**What to work on**. Below is a block of records; repeat each one exactly.

• • • • •

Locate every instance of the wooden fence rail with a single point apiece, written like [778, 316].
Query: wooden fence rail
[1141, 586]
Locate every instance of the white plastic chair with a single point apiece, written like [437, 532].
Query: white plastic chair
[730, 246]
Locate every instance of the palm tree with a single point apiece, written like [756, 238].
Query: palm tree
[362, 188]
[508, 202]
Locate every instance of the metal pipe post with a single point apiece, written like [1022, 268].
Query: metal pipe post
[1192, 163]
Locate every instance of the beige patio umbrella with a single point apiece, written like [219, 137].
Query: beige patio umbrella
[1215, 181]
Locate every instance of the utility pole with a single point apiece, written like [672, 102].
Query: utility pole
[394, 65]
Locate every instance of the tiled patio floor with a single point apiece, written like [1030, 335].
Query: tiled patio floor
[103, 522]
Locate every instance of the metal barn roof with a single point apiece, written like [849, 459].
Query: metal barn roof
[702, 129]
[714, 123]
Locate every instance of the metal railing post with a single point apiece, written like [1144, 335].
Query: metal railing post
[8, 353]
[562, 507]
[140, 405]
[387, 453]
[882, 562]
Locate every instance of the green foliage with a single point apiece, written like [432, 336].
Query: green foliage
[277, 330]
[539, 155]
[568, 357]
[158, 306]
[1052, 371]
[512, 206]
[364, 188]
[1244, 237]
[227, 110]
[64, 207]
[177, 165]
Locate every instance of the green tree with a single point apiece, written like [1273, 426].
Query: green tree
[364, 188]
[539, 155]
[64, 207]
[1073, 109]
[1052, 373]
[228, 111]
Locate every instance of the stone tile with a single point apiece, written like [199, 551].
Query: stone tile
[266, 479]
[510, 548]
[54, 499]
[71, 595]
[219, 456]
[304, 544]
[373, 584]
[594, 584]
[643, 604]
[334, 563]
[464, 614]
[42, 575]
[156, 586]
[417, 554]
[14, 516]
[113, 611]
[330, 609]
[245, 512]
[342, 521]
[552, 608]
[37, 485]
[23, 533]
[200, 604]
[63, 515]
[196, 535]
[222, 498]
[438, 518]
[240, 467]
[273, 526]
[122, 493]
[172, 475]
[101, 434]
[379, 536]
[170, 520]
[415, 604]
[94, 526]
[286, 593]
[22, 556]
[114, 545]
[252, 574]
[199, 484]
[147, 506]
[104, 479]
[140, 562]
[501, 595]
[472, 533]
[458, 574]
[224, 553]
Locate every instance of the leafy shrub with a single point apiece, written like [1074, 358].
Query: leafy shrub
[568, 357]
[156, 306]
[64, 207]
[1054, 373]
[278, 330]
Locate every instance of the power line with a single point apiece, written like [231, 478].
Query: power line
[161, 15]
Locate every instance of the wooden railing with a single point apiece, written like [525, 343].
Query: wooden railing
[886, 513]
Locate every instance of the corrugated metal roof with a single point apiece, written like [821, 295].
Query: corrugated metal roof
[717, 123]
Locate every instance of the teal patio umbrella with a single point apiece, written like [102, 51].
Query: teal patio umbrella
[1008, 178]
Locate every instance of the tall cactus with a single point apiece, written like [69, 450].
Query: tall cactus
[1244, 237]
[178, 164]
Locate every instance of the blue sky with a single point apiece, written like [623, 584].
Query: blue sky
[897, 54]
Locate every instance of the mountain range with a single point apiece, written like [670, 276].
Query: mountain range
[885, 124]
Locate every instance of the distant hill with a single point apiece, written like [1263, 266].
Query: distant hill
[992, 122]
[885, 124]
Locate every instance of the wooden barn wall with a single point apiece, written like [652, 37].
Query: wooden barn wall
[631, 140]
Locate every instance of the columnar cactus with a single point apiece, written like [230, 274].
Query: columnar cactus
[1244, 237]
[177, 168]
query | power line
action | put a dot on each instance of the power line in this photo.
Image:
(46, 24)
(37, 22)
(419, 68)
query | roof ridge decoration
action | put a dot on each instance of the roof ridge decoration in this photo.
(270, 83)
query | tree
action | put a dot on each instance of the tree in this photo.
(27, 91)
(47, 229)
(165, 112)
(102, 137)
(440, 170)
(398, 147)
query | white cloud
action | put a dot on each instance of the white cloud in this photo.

• • • • •

**Response to the exercise**.
Locate every instance of the wooden fence rail with a single point apiece, written like [778, 316].
Query: wooden fence rail
[1141, 586]
Locate every instance of the white plastic chair with a single point apiece, written like [437, 532].
Query: white plastic chair
[730, 246]
Locate every instance of the palm tree with a single point apiece, written like [756, 238].
Query: palm tree
[362, 188]
[508, 202]
Locate every instance of the metal pipe post with a single point apiece, written like [1022, 268].
Query: metal pipe post
[1192, 163]
Locate every instance of the beige patio umbrella with a single point apiece, written like [219, 137].
Query: beige patio umbrella
[1215, 181]
Locate every instance of the utility pole with a single point apiece, written like [672, 102].
Query: utility pole
[394, 65]
Locate every instance of the tiled patio floor with a single point apiece, written like [1030, 335].
Query: tiled patio floor
[103, 522]
Locate every instance of the metal barn roof with a single point apiece, written like [849, 459].
Query: metal barn roof
[702, 129]
[714, 123]
Locate every instance of the metal railing post with a single point apiece, written like [1144, 335].
Query: metal railing post
[8, 353]
[562, 507]
[140, 405]
[387, 453]
[882, 562]
Locate every instance of the green foliage with a single point apiece, written like [432, 336].
Query: green foliage
[277, 330]
[539, 155]
[568, 357]
[158, 306]
[1052, 371]
[512, 206]
[364, 188]
[1244, 237]
[227, 110]
[64, 207]
[177, 165]
Locate every instance of the green tree with a single point apiece, written like [1273, 426].
Query: green tree
[364, 188]
[539, 155]
[64, 207]
[1073, 109]
[1052, 373]
[228, 111]
Locate every instance of the stone tile with a single point apiece, written like [199, 551].
Query: stone tile
[266, 479]
[510, 548]
[54, 499]
[71, 595]
[219, 456]
[304, 544]
[373, 584]
[594, 584]
[643, 604]
[334, 563]
[464, 614]
[42, 575]
[156, 586]
[417, 554]
[14, 516]
[113, 611]
[330, 609]
[245, 512]
[342, 521]
[552, 608]
[37, 485]
[23, 533]
[200, 604]
[63, 515]
[196, 535]
[222, 498]
[438, 518]
[240, 467]
[273, 526]
[122, 493]
[172, 475]
[101, 434]
[379, 536]
[170, 520]
[415, 604]
[94, 526]
[286, 593]
[22, 556]
[114, 545]
[252, 574]
[199, 484]
[147, 506]
[104, 479]
[140, 562]
[501, 595]
[472, 533]
[458, 574]
[224, 553]
Locate every instance of the leafy shrub with a single point apiece, written like [1074, 358].
Query: leafy shrub
[568, 357]
[156, 306]
[64, 207]
[1054, 373]
[278, 330]
Locate every instance of the power line with a single point apiece, written like [231, 478].
Query: power line
[161, 15]
Locate every instance of the wooden railing with a single point apiece, written like [525, 343].
Query: wooden railing
[886, 513]
Locate every instance of the corrugated metal roof with a single point apiece, written like [821, 295].
Query: corrugated metal roof
[717, 123]
Locate every instance of the teal patio umbrella with a single point apiece, written like [102, 51].
Query: teal patio umbrella
[1008, 178]
Locate every instance of the tall cactus with a single point apiece, written like [69, 450].
Query: tall cactus
[1244, 237]
[178, 164]
Locate every instance of the blue sky with a single point apiece, written like [623, 584].
Query: blue sky
[897, 54]
Locate every instance of the mountain range with a single point apiece, written like [670, 276].
Query: mountain range
[885, 124]
Locate every instance of the distant hill with a single point apiece, written like [1263, 266].
Query: distant hill
[992, 122]
[885, 124]
Locate every instance of the wooden barn wall with a single point apiece, written like [652, 37].
Query: wooden barn wall
[631, 140]
Locate every instance of the columnar cactus with a single point apiece, written like [230, 274].
Query: columnar cactus
[1244, 237]
[177, 168]
query | power line
action | put a dot on each instance of the power line in this photo.
Image:
(46, 24)
(37, 22)
(419, 68)
query | roof ridge decoration
action | put a dot on each instance of the roof ridge decoration in this photo.
(270, 83)
query | tree
action | put a dot on each instance of the tree in this photo.
(27, 91)
(47, 229)
(165, 112)
(102, 137)
(440, 170)
(398, 147)
query | white cloud
action | put a dot on each instance of the white cloud in this photo.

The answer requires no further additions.